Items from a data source

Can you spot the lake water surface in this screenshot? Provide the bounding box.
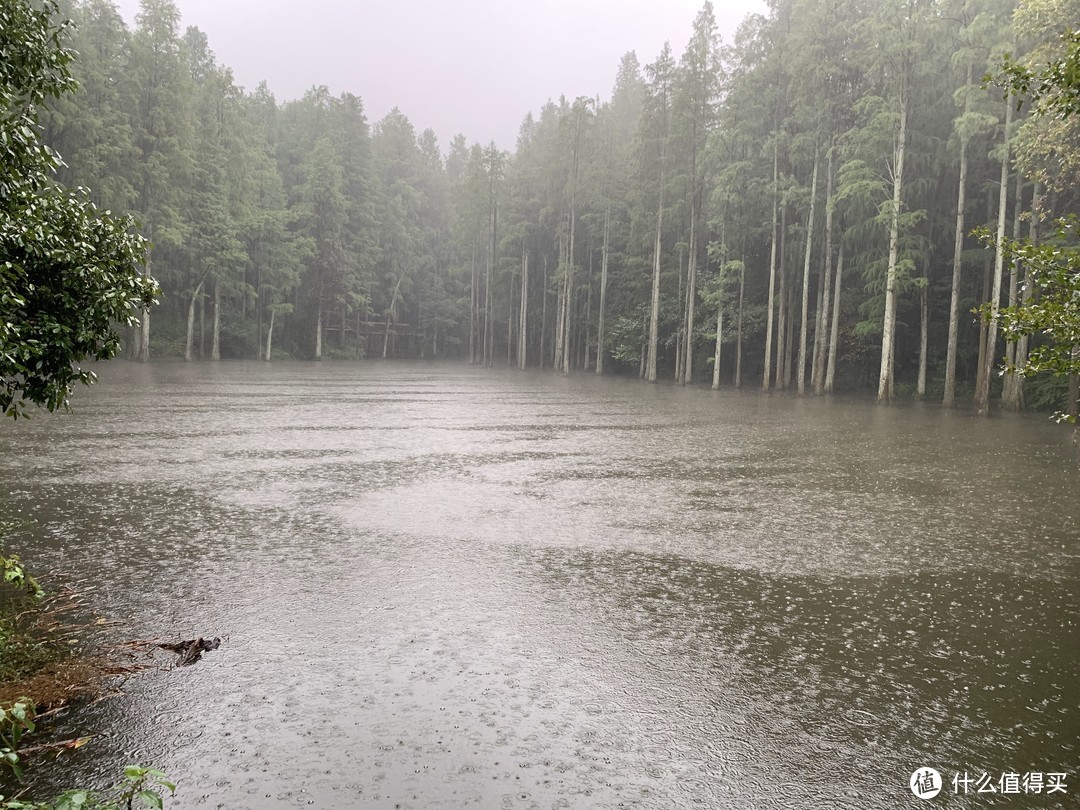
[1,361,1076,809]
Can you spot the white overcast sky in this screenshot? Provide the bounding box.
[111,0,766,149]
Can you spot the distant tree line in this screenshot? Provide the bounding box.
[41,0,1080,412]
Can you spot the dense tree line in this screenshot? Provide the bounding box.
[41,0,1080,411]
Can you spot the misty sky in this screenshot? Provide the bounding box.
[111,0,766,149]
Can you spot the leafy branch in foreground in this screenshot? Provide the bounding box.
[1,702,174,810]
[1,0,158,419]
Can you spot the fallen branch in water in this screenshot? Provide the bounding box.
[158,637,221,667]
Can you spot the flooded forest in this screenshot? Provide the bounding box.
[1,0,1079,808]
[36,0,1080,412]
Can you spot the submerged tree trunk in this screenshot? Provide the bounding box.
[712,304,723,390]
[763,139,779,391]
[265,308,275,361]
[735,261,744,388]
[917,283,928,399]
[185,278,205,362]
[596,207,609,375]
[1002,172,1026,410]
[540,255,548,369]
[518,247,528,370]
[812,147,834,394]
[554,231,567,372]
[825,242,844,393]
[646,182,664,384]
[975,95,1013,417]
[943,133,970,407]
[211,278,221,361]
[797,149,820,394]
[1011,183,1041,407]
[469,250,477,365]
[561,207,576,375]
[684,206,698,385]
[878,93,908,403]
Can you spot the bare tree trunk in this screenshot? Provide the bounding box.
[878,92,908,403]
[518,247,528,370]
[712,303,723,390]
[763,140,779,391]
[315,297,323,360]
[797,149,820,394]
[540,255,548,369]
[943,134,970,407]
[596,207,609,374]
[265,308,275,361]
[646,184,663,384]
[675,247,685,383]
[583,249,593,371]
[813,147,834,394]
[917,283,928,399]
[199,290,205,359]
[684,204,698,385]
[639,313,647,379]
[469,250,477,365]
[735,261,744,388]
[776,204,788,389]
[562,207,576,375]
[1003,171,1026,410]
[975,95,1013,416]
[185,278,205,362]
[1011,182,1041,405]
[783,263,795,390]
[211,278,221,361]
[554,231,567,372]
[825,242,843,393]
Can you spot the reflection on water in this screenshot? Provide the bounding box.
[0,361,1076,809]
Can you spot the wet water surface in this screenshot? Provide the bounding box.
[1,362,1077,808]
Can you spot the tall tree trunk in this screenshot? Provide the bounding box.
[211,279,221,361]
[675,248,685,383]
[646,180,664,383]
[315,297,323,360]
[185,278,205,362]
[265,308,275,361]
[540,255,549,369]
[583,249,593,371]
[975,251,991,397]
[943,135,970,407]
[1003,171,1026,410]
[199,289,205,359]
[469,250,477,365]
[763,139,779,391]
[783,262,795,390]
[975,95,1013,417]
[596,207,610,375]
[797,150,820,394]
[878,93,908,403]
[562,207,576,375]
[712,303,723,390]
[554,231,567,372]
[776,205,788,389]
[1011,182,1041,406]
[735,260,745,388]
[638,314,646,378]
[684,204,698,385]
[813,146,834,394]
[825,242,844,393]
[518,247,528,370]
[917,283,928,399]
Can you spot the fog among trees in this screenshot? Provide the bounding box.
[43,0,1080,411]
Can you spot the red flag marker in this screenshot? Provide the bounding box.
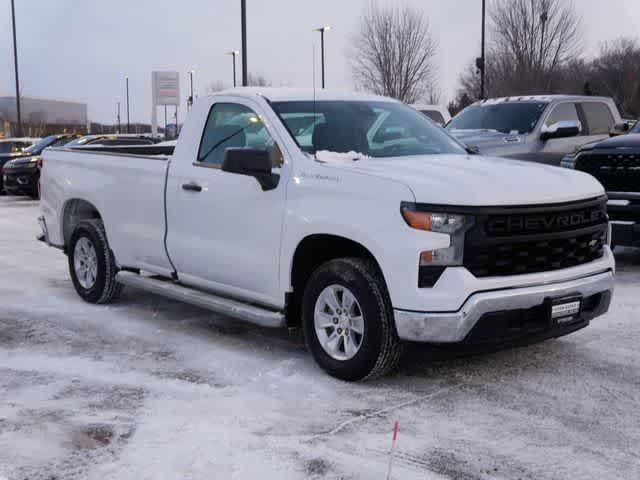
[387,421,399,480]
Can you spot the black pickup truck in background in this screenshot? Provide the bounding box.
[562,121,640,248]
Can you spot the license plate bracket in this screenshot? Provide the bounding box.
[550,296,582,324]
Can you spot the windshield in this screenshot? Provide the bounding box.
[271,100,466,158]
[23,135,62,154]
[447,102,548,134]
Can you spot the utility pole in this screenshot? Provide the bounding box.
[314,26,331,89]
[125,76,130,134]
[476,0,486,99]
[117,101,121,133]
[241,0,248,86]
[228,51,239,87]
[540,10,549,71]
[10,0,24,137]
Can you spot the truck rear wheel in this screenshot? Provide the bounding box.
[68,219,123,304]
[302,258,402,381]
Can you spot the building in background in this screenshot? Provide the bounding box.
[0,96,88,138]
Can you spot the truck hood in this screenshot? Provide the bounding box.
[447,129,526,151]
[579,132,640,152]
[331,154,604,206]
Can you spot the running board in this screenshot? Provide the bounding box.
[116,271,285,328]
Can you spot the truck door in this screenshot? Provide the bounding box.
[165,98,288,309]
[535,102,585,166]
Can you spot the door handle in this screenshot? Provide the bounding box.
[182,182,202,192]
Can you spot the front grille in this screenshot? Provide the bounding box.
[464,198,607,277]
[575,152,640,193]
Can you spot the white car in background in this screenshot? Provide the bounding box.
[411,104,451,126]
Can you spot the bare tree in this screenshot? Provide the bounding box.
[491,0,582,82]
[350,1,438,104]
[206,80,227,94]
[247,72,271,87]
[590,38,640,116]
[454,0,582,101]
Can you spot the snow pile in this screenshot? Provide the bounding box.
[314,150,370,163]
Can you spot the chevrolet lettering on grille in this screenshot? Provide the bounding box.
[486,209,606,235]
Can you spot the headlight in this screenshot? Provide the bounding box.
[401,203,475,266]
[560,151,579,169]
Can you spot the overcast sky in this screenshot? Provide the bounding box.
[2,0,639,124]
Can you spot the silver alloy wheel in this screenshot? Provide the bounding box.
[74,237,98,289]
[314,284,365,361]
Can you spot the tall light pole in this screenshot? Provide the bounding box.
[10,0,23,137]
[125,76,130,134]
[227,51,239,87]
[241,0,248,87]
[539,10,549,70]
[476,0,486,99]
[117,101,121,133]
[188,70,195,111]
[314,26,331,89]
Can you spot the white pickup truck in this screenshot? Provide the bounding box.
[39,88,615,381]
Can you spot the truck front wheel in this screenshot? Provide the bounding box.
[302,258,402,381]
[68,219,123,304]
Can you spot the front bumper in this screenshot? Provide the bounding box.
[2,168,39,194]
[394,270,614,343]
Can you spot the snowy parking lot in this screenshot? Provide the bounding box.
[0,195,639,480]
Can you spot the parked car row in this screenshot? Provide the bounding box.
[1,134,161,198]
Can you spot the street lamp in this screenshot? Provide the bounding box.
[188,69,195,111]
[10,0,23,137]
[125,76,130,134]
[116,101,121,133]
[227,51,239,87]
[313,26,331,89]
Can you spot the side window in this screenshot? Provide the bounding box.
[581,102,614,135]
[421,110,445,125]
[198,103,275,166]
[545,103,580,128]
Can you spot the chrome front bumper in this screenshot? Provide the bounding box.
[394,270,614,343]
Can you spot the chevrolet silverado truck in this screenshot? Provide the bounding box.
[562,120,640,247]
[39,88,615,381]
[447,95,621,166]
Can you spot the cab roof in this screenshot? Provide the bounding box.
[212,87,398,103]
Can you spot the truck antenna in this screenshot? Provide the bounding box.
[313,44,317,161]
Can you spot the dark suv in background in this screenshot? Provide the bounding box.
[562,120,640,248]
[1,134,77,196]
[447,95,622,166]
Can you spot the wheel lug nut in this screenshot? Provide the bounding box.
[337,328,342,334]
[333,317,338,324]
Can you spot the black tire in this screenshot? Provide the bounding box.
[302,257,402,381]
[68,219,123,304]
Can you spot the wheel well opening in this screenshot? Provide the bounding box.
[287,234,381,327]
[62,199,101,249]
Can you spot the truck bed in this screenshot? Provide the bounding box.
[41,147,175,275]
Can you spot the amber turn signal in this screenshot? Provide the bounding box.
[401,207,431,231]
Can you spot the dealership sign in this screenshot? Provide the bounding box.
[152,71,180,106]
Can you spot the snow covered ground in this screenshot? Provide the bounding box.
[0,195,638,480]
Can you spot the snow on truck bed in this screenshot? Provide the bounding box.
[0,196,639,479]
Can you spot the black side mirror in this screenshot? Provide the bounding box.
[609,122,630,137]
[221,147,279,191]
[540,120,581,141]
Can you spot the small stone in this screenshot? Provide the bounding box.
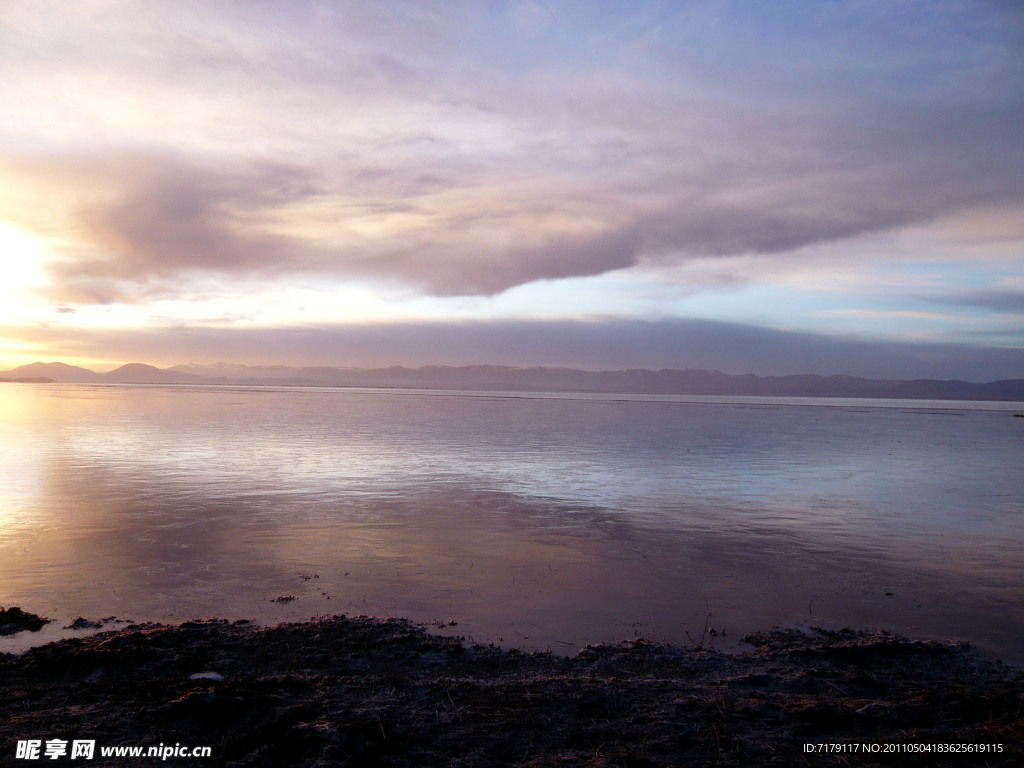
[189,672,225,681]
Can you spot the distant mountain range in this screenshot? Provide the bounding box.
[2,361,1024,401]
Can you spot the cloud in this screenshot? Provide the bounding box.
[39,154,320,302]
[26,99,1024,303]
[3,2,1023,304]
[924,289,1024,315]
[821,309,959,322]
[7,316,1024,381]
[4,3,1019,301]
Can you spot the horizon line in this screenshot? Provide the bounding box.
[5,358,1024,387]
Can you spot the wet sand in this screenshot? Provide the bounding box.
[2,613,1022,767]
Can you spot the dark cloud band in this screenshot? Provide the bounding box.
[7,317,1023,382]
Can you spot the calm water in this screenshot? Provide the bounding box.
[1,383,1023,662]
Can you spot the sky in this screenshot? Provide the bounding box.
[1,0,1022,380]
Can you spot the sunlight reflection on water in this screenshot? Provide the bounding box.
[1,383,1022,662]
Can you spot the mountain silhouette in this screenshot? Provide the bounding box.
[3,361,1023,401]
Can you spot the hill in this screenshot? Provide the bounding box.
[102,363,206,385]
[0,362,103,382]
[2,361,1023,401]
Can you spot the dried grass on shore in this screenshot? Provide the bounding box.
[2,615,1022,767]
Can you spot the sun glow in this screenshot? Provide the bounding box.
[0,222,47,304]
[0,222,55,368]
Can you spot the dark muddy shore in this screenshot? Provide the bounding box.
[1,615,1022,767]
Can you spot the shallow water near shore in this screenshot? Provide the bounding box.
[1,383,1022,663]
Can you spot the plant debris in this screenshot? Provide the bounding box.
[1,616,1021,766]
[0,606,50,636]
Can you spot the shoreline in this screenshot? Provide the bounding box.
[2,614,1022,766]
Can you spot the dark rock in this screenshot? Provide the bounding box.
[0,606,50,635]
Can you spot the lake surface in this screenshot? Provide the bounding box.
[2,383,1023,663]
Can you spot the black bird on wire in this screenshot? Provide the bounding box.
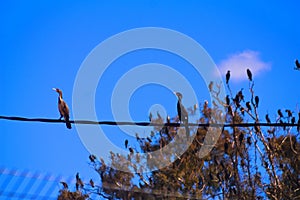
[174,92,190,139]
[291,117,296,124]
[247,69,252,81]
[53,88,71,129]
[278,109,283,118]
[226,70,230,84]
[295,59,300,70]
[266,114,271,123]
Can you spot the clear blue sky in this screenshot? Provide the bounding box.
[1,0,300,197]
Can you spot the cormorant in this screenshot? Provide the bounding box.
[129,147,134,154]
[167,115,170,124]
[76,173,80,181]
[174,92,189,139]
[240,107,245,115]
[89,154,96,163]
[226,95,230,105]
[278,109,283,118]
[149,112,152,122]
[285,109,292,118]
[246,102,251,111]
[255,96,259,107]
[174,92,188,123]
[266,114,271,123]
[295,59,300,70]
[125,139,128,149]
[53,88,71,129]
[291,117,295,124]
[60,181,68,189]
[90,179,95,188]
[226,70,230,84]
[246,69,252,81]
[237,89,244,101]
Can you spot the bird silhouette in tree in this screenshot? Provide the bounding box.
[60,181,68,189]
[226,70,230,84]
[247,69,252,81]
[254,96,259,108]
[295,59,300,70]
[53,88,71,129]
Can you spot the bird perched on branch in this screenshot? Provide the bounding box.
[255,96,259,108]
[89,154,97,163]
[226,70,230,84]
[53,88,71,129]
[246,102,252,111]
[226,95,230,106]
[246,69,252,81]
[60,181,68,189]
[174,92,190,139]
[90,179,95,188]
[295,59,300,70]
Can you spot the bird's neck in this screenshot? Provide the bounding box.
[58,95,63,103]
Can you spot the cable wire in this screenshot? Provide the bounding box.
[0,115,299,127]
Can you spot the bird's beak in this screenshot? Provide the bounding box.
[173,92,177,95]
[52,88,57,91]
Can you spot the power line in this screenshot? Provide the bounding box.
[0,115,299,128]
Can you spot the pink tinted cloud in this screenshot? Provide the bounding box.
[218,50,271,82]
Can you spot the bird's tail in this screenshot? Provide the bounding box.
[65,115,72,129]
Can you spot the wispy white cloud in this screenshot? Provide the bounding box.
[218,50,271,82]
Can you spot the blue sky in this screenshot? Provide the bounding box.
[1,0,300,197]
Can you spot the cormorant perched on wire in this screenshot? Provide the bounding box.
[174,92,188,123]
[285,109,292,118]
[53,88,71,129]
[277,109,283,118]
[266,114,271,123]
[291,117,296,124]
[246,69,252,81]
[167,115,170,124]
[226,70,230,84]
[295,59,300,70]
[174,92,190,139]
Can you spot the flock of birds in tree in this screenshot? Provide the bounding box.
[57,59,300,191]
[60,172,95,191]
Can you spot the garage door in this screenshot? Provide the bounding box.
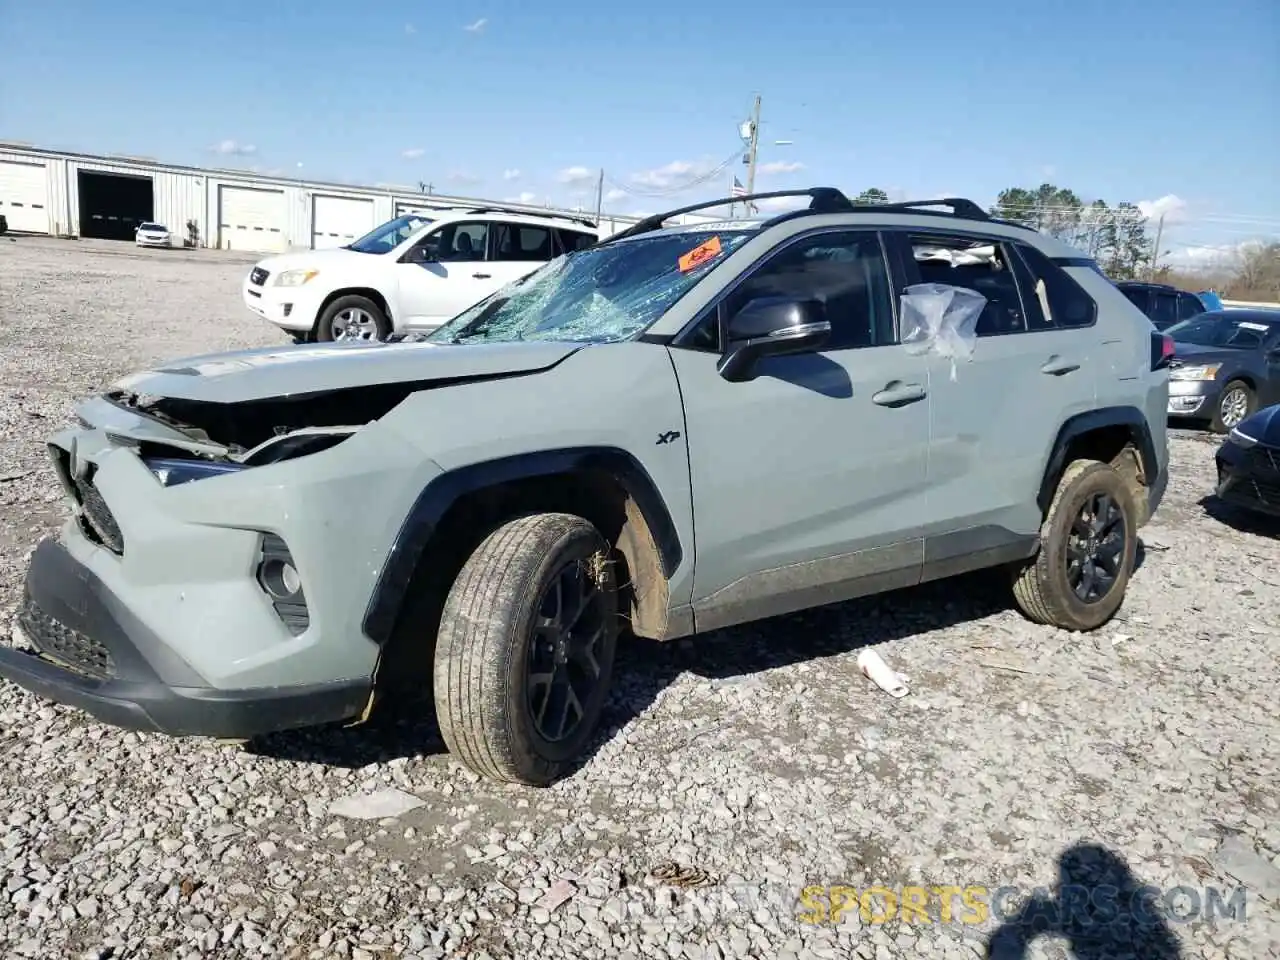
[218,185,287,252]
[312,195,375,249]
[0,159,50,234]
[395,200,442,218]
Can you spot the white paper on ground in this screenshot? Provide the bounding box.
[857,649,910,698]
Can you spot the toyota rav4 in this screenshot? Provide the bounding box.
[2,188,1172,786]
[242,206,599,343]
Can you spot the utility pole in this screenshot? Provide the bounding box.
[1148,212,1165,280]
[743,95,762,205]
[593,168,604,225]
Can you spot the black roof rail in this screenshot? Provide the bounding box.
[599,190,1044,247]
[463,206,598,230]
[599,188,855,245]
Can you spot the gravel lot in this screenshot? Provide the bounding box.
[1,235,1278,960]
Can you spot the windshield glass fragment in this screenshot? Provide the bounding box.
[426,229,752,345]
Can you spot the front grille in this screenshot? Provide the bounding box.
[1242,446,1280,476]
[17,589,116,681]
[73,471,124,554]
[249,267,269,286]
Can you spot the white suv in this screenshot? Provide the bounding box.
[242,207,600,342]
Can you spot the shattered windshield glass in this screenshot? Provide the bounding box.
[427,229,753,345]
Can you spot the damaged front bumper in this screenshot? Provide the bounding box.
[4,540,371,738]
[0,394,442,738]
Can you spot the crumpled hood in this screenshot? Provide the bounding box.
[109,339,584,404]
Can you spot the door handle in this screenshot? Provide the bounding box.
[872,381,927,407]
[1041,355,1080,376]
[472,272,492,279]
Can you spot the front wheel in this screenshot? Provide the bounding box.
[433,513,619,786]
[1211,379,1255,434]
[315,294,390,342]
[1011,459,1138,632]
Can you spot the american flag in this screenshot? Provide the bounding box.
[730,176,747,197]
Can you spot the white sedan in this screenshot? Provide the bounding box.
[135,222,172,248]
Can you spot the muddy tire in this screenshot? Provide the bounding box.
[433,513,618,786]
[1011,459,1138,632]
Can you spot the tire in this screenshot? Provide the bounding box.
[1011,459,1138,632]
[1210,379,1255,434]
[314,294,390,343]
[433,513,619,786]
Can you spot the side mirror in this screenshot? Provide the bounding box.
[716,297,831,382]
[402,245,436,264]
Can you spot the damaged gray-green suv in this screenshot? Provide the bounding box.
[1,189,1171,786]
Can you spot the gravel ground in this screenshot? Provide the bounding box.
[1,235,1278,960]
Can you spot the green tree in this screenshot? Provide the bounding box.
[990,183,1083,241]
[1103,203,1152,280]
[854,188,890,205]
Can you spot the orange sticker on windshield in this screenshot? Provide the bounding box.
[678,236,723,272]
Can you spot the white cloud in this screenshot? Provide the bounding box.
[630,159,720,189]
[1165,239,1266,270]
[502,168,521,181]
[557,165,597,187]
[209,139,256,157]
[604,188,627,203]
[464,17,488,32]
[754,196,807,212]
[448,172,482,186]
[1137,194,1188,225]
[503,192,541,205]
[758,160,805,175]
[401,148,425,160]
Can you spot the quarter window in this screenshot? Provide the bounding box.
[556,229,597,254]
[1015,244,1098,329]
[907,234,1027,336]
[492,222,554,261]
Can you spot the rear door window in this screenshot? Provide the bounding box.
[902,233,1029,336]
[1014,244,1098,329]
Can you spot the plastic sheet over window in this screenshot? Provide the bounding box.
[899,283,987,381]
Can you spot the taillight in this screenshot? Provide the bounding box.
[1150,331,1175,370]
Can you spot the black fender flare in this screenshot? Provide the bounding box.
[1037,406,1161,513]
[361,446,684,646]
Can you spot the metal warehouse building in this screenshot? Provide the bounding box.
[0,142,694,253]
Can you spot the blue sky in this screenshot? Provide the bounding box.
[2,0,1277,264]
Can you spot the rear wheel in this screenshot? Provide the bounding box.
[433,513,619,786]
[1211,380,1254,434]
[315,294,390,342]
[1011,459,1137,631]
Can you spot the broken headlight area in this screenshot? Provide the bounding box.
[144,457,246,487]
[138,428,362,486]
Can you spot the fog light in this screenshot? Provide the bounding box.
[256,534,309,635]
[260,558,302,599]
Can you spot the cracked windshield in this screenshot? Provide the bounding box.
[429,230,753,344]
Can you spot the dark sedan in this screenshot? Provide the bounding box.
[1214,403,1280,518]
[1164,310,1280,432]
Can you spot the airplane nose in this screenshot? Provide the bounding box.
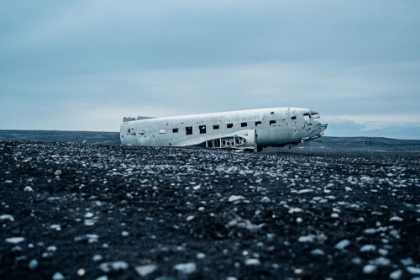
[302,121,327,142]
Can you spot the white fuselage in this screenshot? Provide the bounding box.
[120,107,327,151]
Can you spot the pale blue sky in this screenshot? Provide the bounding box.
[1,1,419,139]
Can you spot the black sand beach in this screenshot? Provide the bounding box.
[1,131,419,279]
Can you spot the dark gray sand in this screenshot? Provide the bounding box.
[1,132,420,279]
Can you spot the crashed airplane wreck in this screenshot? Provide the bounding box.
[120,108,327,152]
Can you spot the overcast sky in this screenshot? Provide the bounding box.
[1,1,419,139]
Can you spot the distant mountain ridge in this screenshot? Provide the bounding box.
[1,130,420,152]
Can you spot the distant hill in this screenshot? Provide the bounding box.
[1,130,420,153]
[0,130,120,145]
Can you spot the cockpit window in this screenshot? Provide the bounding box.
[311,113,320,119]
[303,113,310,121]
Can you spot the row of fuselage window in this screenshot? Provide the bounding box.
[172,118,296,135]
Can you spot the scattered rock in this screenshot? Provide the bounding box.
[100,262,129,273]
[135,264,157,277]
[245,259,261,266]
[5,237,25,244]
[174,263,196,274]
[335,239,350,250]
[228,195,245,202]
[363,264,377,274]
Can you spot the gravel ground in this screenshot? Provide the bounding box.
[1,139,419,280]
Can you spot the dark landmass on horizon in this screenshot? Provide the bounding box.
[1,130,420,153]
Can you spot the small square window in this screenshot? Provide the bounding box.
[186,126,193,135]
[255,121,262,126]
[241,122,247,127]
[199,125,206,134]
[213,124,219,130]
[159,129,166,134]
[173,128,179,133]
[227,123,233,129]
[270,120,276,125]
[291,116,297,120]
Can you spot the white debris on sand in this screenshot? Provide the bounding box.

Exercise requirements -
Exactly the lines from the one with "Can you spot the distant mountain ridge" through the end of the entries, both included, should be written out, and no others.

Response for this exercise -
Can you spot the distant mountain ridge in this screenshot? Provide the bounding box.
[1,130,420,152]
Can you spot the distant hill in this screenshot? Provide the bounding box.
[1,130,420,153]
[0,130,120,145]
Can you spot the cockpit window in this screenshot? Provide the bounding box.
[311,113,320,119]
[303,113,310,121]
Can you spot the row of fuselage window in this screenshot? Provide the bounding box.
[172,118,296,135]
Can you spot the scattered rock in this screenshot? Provide the bounding box.
[100,262,129,273]
[135,264,157,277]
[245,259,261,266]
[5,237,25,244]
[174,263,196,274]
[335,239,350,250]
[228,195,245,202]
[363,264,377,274]
Can you spot the gravel ground in this screenshot? Provide the bounding box.
[1,139,419,280]
Can you spot the dark landmass on horizon in this screenshot? Provide the bounding box.
[1,130,420,153]
Can you spot the small square window in this screenshot? Provide the bounding box.
[186,126,193,135]
[255,121,262,126]
[241,122,247,127]
[199,125,206,134]
[213,124,219,130]
[159,129,166,134]
[173,128,179,133]
[227,123,233,129]
[270,120,276,125]
[291,116,297,120]
Can you spot the white debris on sand in this screenshot? Provide the bounding box.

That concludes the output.